Later in 1921 he was appointed as an assistant master at Harrow School where he taught English and French until he retired in 1938. He returned to the school in 1944 due to staff shortages caused by the war when he was Housemaster of the Small House, (Northwick) from September 1945 until he retired again in the summer of 1946. He lived at Northwick Lodge, Harrow until he died.

An appreciation of his life and career appeared in the Harrovian, the Harrow School magazine, in their edition of the 24th of January 1939 which wrote that he: -

"...dwelt upon the interests and character of this most unconventional of masters who inspired affection amongst his pupils and colleagues that was no less strong for being tempered sometimes by exasperation; exasperation which did not perturb him because he delighted to tease by his unorthodox attitudes in politics and religion, and to champion causes in neglected places and amongst deserving people where others might not trouble to look. He was the underdog's schoolmaster, whose sympathy and interest were most likely to be aroused by the Lower School boy who wanted to look at birds and insects instead of playing games, by the indifferent cricketer who did not bother with text book shots or by the boy scout who didn't know how to light a fire. He was no intellectual, no great games player; a schoolmaster out of no accepted or familiar mould. How valuable to a community such men are! Not only because they look after the "bits and pieces" but because they may be able to help enliven a dull day for a bored boy, to put the shy boy at his ease, to remind him who seems to lack the passport to success in school life that there is something more that a good eye for a ball, or speed of mind. To these C.C. with his love and knowledge of nature, his gentleness and courtesy to all, hi s opportunist methods in the form room and his approachability outside it, was a friend indeed. Pomposity and unctuousness, formalism and pedantry, snobbishness and status consciousness accused of these faults. C.C. had his critics but not on such counts as these. He was the most unworldly of men."

RAW RECORDS
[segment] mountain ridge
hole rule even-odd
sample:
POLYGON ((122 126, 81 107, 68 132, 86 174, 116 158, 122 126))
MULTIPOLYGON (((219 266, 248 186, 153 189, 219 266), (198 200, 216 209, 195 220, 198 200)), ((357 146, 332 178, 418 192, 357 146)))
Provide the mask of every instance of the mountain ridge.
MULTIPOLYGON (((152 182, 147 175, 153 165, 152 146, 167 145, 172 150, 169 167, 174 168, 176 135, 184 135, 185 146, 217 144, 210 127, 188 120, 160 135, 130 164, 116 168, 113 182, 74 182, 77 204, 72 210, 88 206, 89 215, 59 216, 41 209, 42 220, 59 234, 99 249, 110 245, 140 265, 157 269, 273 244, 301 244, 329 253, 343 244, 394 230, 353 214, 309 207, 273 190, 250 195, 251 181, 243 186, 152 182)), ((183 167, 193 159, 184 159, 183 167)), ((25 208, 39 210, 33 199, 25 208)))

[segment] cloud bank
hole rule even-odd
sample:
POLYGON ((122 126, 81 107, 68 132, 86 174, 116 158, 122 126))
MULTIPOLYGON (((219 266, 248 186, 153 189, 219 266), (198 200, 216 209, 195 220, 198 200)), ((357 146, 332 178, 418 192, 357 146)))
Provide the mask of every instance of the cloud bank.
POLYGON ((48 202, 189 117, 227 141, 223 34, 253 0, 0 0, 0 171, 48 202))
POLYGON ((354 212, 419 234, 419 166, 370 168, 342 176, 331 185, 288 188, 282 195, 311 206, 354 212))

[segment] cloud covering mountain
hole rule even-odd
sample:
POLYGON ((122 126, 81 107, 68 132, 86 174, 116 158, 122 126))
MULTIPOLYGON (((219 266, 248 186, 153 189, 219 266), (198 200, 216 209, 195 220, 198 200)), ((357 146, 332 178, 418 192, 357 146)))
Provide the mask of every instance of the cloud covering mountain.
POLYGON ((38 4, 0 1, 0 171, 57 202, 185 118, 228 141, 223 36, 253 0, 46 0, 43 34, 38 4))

JOBS
**1)** In the passage on the Harrow schoolmaster, can you condense the paragraph beginning "Later in 1921" into a short list of its main facts?
**2)** Would you reproduce, word for word, the part of the passage on the Harrow schoolmaster that opens with the words containing "Later in 1921" and closes with "until he died."?
The listing isn't needed here.

THE RESPONSES
**1)**
- Appointed assistant master at Harrow School in 1921. Taught English and French there until retiring in 1938.
- Returned to the school in 1944 because of wartime staff shortages.
- Served as Housemaster of the Small House (Northwick) from September 1945 until retiring again in summer 1946.
- Lived at Northwick Lodge, Harrow, until his death.

**2)**
Later in 1921 he was appointed as an assistant master at Harrow School where he taught English and French until he retired in 1938. He returned to the school in 1944 due to staff shortages caused by the war when he was Housemaster of the Small House, (Northwick) from September 1945 until he retired again in the summer of 1946. He lived at Northwick Lodge, Harrow until he died.